EXERCISE INPUT:
====

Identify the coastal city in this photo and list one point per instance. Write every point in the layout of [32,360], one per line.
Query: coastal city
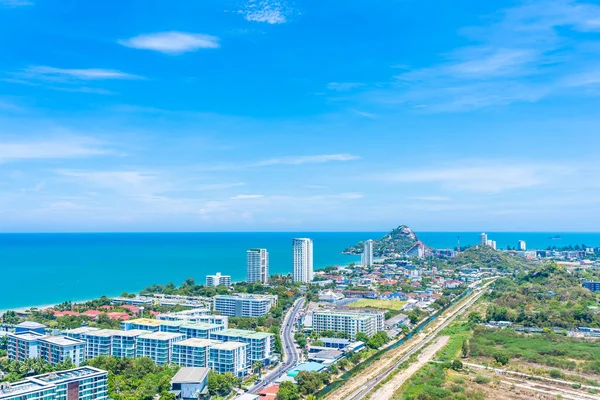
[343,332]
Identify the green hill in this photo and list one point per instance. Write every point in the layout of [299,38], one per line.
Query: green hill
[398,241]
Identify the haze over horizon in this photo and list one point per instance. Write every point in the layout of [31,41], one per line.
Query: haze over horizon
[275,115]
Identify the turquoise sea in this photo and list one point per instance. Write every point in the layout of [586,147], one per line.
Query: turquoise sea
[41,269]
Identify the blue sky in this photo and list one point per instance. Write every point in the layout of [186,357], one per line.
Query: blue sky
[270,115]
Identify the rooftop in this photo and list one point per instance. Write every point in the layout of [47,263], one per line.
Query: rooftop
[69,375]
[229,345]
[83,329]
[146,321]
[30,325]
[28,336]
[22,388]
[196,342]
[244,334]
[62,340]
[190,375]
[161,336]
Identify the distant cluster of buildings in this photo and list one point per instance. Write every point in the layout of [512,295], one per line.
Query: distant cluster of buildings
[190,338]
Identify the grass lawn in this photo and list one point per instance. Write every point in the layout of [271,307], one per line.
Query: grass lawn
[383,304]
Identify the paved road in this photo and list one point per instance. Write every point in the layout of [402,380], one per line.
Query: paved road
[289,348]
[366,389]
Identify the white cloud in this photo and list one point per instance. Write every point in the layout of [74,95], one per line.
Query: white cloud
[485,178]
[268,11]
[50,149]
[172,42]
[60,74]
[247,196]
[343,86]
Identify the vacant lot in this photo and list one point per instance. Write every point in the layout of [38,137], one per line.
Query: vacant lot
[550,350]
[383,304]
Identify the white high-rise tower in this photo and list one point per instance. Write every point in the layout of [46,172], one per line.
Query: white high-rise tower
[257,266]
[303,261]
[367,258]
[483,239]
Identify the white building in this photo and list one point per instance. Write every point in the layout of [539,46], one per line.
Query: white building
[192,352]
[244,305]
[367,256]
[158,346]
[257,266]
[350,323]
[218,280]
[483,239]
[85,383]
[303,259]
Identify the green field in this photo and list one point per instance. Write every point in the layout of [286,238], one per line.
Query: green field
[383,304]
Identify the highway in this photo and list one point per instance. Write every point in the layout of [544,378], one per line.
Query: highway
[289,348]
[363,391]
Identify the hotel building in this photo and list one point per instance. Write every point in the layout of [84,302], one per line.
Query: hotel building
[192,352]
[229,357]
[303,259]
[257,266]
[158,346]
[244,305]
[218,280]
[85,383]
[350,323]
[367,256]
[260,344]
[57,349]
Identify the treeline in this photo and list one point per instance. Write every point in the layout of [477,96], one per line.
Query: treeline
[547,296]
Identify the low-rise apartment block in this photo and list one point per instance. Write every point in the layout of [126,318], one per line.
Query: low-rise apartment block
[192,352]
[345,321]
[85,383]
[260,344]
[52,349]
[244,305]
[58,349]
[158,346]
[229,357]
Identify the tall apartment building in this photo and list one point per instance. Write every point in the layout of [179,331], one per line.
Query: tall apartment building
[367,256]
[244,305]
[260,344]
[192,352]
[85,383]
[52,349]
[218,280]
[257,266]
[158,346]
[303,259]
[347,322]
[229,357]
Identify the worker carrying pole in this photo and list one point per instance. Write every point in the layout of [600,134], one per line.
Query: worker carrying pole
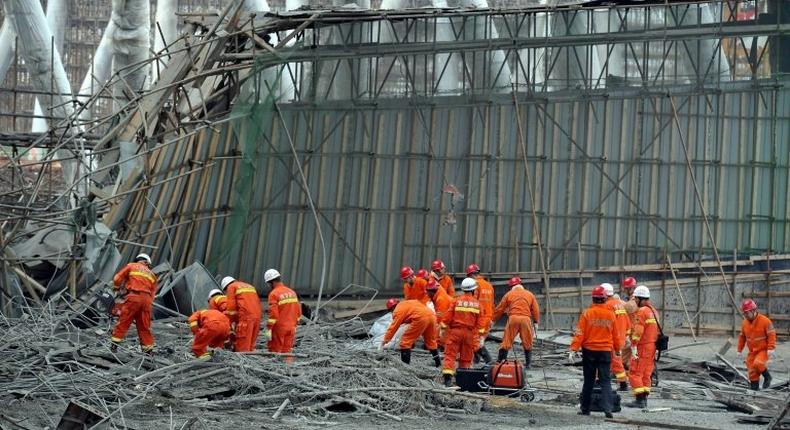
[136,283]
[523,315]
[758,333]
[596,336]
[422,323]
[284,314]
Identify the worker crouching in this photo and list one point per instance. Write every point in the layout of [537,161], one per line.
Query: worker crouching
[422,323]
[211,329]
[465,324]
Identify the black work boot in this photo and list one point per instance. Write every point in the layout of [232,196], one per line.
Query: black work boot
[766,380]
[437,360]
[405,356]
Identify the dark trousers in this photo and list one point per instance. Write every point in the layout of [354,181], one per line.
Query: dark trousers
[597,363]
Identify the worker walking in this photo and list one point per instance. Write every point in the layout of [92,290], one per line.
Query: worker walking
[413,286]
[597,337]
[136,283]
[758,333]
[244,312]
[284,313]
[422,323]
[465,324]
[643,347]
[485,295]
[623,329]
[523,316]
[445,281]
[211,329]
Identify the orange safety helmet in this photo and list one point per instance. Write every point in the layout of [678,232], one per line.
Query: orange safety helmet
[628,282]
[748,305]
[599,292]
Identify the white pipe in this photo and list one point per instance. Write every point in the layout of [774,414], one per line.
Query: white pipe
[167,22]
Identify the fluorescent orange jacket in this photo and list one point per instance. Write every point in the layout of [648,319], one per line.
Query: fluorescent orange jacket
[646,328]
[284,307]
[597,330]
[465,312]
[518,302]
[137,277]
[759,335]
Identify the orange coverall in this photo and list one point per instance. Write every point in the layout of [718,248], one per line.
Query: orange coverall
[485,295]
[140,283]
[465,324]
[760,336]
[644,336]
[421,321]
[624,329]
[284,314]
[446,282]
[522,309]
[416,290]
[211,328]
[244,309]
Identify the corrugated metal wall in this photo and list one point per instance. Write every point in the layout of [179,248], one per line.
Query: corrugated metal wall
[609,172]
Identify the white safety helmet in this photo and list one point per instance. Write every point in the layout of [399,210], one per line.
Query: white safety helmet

====

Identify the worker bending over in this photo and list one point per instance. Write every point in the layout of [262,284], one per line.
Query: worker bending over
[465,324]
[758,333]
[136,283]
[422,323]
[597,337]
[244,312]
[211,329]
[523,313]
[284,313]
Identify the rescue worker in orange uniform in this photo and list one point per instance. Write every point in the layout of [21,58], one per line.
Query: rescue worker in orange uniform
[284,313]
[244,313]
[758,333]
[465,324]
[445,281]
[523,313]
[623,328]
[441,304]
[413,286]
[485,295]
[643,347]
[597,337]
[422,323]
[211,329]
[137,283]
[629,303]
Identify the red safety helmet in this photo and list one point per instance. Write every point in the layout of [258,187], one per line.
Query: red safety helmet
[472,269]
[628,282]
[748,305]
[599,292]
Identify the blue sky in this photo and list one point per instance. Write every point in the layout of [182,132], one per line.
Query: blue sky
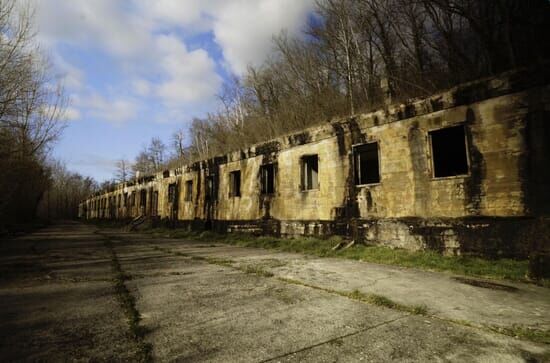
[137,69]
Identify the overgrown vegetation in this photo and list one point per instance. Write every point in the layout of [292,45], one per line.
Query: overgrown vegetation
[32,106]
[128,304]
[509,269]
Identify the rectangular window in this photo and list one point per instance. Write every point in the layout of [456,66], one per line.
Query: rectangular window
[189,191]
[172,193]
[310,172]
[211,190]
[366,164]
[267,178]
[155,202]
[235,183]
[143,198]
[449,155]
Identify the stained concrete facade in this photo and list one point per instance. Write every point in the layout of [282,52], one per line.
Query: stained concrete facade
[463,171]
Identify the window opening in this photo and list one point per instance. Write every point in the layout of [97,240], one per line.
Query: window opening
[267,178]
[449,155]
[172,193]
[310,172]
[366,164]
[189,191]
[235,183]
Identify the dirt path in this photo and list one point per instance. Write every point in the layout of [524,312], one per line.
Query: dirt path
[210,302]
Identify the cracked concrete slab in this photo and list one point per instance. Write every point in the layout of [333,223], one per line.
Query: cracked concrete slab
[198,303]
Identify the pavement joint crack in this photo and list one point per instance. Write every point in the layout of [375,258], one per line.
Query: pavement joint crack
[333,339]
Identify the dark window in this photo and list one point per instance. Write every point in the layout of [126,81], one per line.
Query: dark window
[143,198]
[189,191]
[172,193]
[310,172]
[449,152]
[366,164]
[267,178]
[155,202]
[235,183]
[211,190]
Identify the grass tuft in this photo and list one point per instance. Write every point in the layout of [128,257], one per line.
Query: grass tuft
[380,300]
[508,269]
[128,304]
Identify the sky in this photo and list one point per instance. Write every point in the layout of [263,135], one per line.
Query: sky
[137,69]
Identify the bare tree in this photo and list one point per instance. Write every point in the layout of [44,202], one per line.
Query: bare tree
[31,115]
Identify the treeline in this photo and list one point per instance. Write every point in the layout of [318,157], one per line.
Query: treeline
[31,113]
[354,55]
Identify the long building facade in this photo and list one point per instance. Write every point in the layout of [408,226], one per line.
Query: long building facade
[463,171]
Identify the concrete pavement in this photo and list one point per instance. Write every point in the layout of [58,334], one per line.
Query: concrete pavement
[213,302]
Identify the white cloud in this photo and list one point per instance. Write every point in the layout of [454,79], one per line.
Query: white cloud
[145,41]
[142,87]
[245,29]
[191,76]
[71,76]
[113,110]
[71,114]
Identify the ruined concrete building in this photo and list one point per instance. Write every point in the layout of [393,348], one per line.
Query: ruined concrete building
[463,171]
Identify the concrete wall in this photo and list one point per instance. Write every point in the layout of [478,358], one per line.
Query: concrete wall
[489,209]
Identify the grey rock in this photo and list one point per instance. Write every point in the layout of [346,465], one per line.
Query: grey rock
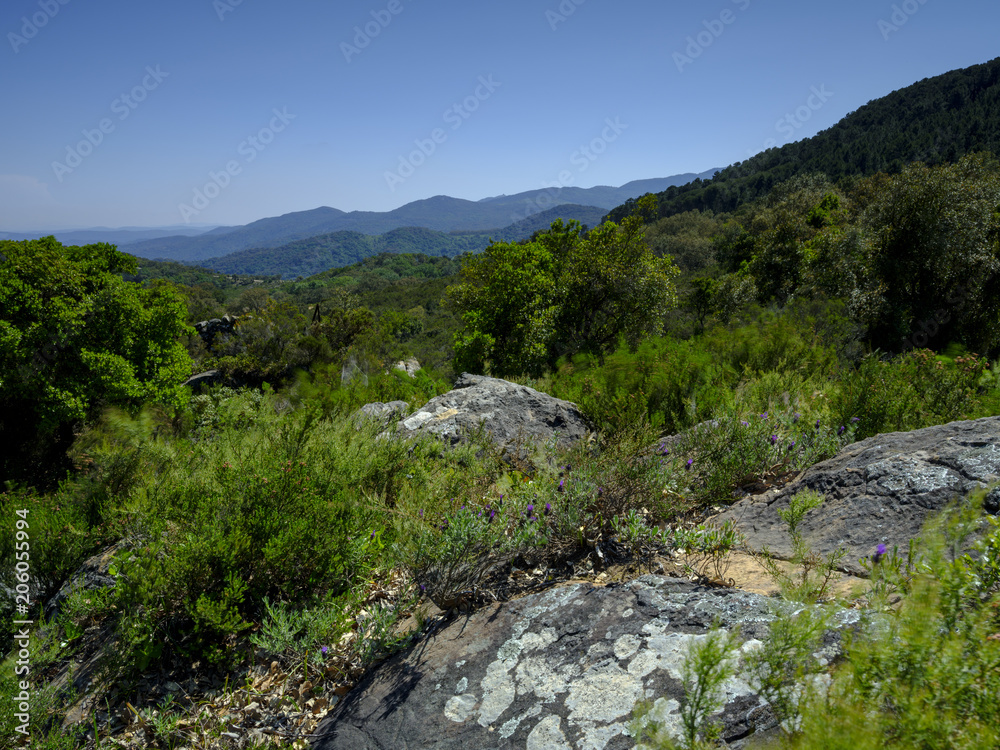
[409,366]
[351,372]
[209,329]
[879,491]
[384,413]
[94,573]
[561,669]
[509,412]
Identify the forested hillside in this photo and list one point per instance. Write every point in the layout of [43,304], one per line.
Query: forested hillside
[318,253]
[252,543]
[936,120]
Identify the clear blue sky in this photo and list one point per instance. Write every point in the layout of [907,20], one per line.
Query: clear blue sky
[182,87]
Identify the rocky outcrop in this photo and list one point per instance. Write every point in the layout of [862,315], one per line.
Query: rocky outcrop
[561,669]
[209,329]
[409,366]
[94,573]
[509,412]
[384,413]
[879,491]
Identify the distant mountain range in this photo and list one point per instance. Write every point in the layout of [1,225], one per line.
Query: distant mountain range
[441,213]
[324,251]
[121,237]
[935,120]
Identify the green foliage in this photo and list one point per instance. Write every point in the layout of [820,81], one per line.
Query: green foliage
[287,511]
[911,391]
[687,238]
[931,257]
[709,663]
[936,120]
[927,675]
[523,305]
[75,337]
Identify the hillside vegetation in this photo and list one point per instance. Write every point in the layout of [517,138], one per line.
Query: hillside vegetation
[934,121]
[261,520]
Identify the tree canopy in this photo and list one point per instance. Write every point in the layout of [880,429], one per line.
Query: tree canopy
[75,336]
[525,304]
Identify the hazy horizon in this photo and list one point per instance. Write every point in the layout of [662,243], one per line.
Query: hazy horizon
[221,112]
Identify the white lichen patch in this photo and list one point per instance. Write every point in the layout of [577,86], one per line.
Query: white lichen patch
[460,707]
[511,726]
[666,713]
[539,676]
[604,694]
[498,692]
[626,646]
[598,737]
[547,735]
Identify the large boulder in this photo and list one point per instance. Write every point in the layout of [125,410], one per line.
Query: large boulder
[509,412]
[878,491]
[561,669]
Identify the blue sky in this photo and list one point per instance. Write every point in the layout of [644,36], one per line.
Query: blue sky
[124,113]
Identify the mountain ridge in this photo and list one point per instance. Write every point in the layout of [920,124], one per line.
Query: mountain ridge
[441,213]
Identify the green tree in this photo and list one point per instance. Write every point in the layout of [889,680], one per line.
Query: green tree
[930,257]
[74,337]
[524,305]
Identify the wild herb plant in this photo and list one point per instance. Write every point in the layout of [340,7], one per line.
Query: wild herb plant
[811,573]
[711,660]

====

WORK TO BE COMPLETED: Would you quote everything above from the line containing "Query: green field" down to the line containing "Identify the hotel"? Include both of those lines and nothing else.

OUTPUT OF THE EXERCISE:
Query: green field
[383,304]
Identify the highway in this photo and list one point per instance. Write every point in the layout of [544,378], one per line.
Query: highway
[289,348]
[363,391]
Identify the hotel building in this photo and list one point per instance. Write every point in the layout of [84,302], one per line.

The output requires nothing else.